Aim of the exercise>
Everything from the line with "Annotation task — mark the paved" through the last line of the records below should be copied exactly, both ends included.

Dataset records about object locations
○ ○ ○ ○ ○ ○ ○

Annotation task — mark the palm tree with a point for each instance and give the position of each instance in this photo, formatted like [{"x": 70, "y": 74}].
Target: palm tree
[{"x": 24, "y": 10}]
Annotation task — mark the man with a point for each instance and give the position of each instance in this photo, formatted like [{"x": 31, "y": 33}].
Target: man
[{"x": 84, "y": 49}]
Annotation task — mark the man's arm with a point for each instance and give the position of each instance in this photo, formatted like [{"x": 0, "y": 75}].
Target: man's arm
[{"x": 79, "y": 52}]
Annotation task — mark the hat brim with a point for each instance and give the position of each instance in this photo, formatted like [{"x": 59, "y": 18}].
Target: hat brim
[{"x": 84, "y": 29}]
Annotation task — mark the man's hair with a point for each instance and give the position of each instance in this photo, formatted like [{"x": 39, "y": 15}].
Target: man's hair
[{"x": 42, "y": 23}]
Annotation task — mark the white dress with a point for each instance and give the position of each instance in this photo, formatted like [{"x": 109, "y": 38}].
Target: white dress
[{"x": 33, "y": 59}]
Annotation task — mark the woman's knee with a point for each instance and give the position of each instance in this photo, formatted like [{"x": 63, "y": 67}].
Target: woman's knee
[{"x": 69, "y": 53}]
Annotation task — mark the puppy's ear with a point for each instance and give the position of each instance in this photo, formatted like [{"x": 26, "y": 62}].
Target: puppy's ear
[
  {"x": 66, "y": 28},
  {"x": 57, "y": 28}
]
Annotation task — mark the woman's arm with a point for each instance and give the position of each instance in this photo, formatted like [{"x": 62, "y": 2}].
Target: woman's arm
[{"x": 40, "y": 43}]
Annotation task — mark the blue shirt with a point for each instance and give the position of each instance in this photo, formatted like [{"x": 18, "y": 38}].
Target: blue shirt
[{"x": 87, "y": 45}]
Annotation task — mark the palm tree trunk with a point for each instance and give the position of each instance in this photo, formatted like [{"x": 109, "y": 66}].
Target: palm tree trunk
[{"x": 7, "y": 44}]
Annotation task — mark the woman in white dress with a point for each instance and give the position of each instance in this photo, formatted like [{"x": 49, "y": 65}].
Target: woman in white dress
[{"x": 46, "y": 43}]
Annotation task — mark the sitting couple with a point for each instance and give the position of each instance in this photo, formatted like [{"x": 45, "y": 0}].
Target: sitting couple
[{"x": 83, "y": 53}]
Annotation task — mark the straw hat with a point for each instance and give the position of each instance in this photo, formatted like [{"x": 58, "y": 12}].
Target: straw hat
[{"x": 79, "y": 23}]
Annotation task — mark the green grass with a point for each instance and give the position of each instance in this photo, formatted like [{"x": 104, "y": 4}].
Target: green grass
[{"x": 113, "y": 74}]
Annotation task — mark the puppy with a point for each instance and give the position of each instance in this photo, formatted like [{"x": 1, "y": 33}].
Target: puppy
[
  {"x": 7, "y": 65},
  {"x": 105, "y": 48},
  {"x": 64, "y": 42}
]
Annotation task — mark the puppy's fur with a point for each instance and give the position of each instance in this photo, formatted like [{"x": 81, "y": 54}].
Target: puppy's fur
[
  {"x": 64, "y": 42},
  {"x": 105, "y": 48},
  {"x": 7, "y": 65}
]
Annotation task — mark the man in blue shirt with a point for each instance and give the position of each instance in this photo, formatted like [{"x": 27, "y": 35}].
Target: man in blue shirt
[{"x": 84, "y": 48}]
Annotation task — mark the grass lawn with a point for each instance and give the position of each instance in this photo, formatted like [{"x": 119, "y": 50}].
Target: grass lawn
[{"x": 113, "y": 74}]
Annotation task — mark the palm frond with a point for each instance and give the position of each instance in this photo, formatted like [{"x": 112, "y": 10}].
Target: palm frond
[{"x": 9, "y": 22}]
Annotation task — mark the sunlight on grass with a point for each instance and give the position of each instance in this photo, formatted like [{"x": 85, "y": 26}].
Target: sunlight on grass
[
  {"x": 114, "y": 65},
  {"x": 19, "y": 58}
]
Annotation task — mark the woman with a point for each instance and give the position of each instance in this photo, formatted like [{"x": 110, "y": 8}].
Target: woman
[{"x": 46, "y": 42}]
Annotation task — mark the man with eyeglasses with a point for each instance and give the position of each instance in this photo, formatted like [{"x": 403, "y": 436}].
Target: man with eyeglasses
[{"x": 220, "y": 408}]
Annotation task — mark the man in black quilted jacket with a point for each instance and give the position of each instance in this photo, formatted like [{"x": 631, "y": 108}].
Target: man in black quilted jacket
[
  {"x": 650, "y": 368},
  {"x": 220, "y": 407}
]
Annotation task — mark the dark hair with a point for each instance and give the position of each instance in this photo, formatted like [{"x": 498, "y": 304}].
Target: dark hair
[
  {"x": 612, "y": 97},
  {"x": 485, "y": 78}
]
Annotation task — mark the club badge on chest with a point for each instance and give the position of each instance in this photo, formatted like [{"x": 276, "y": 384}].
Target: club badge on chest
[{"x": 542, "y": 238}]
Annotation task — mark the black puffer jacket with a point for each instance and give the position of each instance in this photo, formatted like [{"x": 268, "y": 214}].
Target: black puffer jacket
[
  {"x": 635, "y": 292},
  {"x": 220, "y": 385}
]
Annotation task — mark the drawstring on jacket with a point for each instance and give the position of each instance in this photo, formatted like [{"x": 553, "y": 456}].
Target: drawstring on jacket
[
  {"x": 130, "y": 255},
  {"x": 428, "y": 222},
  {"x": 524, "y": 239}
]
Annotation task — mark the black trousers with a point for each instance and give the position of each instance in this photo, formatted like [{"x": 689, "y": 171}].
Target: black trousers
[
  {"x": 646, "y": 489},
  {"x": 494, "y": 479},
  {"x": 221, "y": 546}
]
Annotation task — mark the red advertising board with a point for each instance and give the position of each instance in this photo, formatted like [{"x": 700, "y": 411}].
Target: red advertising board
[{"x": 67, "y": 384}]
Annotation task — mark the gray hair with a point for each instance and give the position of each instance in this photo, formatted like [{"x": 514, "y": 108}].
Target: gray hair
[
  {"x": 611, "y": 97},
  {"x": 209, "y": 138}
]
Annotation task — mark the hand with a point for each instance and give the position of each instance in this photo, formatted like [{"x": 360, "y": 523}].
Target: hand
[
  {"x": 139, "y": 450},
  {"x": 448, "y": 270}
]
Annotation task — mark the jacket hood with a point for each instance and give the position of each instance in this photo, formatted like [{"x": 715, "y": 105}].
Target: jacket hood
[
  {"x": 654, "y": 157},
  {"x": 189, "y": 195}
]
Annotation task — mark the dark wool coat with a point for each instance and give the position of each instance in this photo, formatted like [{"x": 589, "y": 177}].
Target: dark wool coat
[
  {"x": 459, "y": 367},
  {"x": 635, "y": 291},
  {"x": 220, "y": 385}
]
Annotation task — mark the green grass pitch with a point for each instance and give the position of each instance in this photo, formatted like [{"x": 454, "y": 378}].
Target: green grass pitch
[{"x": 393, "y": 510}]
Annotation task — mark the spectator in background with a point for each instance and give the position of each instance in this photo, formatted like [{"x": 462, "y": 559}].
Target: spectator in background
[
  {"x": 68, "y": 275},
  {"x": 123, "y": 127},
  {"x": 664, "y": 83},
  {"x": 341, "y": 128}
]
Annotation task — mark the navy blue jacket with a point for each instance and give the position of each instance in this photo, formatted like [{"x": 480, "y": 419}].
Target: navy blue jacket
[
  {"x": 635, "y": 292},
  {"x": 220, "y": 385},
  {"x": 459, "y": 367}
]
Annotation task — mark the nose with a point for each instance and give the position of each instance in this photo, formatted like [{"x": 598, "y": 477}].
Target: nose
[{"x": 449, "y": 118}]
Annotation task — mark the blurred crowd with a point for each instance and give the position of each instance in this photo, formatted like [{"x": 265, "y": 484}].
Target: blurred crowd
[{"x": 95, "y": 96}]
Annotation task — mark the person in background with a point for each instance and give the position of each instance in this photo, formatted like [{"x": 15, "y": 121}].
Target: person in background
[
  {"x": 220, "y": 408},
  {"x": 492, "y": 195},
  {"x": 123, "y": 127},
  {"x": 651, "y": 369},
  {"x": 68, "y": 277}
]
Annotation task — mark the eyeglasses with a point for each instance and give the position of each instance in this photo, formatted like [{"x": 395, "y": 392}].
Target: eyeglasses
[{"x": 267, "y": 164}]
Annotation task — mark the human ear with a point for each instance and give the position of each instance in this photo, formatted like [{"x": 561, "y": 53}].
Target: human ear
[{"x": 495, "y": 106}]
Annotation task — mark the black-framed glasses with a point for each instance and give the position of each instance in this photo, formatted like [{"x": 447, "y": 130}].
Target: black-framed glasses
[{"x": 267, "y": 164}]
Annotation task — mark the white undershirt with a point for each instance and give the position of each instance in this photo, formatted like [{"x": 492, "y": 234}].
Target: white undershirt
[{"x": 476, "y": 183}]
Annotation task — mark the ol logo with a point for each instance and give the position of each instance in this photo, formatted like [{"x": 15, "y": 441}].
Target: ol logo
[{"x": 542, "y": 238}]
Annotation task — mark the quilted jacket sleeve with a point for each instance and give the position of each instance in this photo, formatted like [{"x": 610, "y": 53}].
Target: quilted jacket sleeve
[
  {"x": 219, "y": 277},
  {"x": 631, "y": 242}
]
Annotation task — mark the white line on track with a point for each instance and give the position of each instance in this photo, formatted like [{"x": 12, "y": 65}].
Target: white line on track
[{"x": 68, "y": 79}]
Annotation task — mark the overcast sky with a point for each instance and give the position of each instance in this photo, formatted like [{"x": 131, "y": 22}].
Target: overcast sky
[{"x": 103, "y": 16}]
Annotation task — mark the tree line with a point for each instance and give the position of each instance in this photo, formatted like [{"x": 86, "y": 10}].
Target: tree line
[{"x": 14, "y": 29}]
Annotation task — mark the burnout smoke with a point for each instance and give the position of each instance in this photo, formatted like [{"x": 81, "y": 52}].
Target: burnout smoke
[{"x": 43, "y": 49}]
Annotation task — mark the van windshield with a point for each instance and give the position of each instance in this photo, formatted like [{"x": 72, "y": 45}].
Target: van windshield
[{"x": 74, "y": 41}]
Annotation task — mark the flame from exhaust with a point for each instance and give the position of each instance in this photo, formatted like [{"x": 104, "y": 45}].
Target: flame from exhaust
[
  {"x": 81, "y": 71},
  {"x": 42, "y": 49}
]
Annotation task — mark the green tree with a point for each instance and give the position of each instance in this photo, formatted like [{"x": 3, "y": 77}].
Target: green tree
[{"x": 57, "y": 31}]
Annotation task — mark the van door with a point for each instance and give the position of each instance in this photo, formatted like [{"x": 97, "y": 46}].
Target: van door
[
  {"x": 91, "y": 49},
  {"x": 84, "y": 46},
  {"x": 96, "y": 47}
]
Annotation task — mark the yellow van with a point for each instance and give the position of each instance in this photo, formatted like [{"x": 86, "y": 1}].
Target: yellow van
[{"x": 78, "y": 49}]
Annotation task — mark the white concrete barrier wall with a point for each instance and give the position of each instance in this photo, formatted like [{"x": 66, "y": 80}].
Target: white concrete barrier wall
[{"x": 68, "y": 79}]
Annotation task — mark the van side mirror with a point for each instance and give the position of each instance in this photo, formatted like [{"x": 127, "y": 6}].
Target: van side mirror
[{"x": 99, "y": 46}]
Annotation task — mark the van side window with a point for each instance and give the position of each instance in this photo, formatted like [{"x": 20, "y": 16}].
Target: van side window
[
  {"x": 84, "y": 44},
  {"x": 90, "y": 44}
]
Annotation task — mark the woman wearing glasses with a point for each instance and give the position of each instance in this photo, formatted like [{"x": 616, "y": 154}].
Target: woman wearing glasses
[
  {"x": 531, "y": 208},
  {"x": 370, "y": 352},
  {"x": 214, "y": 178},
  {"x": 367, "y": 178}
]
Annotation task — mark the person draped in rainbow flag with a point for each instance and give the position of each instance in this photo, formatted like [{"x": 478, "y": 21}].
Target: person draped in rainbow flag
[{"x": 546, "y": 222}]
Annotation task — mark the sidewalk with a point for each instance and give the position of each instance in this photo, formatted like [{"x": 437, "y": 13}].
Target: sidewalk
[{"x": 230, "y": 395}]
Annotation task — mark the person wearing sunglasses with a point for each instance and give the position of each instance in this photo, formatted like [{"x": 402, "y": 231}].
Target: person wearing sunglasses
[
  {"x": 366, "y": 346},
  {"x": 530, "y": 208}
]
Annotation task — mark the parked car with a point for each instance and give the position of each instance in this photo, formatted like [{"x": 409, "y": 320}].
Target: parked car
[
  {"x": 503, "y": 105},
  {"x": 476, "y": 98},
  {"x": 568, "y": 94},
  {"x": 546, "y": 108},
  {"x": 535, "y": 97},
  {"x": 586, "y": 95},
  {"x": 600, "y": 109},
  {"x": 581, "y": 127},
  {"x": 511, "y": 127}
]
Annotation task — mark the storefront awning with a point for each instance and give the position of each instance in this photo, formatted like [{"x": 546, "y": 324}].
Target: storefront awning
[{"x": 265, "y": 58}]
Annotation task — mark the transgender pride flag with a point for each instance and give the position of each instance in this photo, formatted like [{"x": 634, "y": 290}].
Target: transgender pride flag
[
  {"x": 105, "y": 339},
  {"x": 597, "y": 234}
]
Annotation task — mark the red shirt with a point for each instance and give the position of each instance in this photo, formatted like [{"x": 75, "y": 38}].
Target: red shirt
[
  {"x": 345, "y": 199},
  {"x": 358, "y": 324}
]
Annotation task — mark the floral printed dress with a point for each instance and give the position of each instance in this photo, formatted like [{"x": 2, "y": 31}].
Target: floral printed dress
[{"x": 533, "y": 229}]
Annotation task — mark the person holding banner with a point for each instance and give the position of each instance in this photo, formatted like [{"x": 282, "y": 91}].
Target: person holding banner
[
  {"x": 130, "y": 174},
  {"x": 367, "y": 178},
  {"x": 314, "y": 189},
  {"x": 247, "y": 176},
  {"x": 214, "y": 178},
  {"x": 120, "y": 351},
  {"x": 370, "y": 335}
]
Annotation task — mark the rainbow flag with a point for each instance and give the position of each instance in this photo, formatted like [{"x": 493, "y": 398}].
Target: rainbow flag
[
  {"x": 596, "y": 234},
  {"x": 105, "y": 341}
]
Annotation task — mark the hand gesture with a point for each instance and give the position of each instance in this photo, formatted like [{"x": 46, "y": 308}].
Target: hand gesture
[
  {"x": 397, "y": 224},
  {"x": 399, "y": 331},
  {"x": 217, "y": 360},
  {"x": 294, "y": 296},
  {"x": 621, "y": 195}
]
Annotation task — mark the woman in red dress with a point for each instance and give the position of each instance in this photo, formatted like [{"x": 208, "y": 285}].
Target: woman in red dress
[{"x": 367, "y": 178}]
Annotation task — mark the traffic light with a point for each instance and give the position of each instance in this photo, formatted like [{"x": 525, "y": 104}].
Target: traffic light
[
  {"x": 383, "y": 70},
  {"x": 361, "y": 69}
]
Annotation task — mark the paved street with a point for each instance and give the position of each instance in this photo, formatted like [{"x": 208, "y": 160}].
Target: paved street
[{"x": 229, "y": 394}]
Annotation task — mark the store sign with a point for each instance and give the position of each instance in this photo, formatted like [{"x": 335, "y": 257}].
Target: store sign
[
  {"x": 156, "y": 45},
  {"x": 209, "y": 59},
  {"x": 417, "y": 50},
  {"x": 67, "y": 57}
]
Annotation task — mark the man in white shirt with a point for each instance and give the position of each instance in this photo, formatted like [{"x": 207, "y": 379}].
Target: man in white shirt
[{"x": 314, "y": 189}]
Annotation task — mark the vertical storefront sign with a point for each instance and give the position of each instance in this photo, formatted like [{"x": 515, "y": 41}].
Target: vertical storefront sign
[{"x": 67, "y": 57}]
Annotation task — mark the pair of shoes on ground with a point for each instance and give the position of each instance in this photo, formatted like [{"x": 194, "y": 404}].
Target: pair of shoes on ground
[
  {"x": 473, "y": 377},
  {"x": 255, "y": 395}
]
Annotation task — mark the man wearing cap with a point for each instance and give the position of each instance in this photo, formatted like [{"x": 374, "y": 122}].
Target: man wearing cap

○ ○ ○ ○ ○ ○ ○

Answer to this exercise>
Annotation task — mark the paved street with a point for each instance and give the position of each instance in this photo, formatted like [{"x": 208, "y": 160}].
Target: paved street
[{"x": 229, "y": 394}]
Annotation task — mark the store sign with a point for each instance and give the position of each instance in this photo, formatted like [{"x": 335, "y": 257}].
Target: store sign
[
  {"x": 156, "y": 45},
  {"x": 209, "y": 59},
  {"x": 417, "y": 50},
  {"x": 67, "y": 57}
]
Annotation task — mark the man in white shirt with a point for each instance and give the position of each instance in this photo, formatted like [{"x": 207, "y": 379}].
Target: man in white shirt
[{"x": 314, "y": 189}]
Annotation task — mark the vertical storefront sign with a point for each instance and give the position of each instance in this photo, formatted like [{"x": 515, "y": 41}].
Target: vertical storefront sign
[{"x": 67, "y": 57}]
Annotation task — mark the pair of shoes on ground with a point for each instance and give the position of each instance in this photo, formatted like [{"x": 194, "y": 404}].
Target: pair of shoes on ground
[
  {"x": 473, "y": 377},
  {"x": 255, "y": 395}
]
Annotation task — mark the man wearing cap with a point for each instance and give the position of each instance in this photo, formatted like [{"x": 374, "y": 122}].
Target: man wearing cap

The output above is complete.